The stars just didn’t line up today.  Messages weren’t received in time and traffic was too dense so I didn’t get to cook today.  It was quick, crappy pizza and I’m left feeling disconcerted from the lousy dinner and the lousy day.

I should have had the Fettucine from last night.  It really was comforting and delicious.

So no post about my cooking adventures but I do want to talk about food.  Maple syrup to be exact.  And how it changed my life.

MR’s sister and her husband bought a “farm” upstate close to Cooperstown.  When they first moved in, it wasn’t much of a farm- it had land, a lake, a cornfield and tapped maple trees, the latter two both rented out to other people to harvest.  In four years, they’ve fixed up the house, built a barn, adopted chickens, turkeys, goats and a pig.  Most importantly, they took over the tapped maple trees and built a state-of-the-art wood-burning organically certified sap house.

• _Record excerpts_
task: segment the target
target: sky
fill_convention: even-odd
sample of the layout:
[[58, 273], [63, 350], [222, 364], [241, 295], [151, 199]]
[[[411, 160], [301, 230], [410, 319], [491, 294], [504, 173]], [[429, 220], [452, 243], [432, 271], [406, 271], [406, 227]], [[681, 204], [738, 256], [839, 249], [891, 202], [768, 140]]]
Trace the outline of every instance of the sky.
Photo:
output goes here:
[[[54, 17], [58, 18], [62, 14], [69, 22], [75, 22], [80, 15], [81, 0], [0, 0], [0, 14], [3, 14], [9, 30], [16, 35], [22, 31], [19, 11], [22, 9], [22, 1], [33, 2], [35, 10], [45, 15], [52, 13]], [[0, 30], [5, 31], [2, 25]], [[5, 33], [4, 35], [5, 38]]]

• _Work to do_
**a)** In the maple syrup post, where is the farm that MR's sister and her husband bought?
**b)** Print the part of the maple syrup post that opens with the words containing "MR’s sister and" and closes with "wood-burning organically certified sap house.".
**c)** Proceed with the maple syrup post, picking up right after its final sentence.

• _Response list_
**a)** Upstate, close to Cooperstown.

**b)**
MR’s sister and her husband bought a “farm” upstate close to Cooperstown.  When they first moved in, it wasn’t much of a farm- it had land, a lake, a cornfield and tapped maple trees, the latter two both rented out to other people to harvest.  In four years, they’ve fixed up the house, built a barn, adopted chickens, turkeys, goats and a pig.  Most importantly, they took over the tapped maple trees and built a state-of-the-art wood-burning organically certified sap house.

**c)**
It’s an amazing process.  The pumps suck the sap into the huge vat, which feeds into the boiler.  When it reaches a certain temperature, it pours into the barrel.  It can then be bottled or dried into maple sugar.  When you enter the huge house, it’s warm and smells delicious.  You have to raise your voice to be heard over the pumps and the oven and the boiling.

I am simplifying everything, of course.  Except for it smelling delicious.

When we go up, we help out.  At the grand opening last year I made pancakes, sterilized bottles, poured and capped, checked the lines, folded t-shirts and hauled wood.  It’s a great experience and it was all worth it when a customer stopped in the store and bought freshly bottled syrup.  Their sap house was on a “trail” of maple syrup business in New York State so people were stopping by to see the process and taste the syrup.  We never experienced anything like this.

I wanted to do something similar.  MR and I were so impressed we talked all the way home the last time, trying to figure out what we could do that would be as awesome as what Ray and Paula have with Elk Creek.  We obviously can’t tap maple trees on Long Island- all of the trees on our property are oak.  We can’t farm- the aforementioned oak trees are too damned tall and we get very little direct sun.  Besides, our property is a whopping .092 acres- can’t do a whole lot with that.  I’d love to have chickens but we have too many predators.  What crazy scheme could did we come up with?

Bees.  The honey kind.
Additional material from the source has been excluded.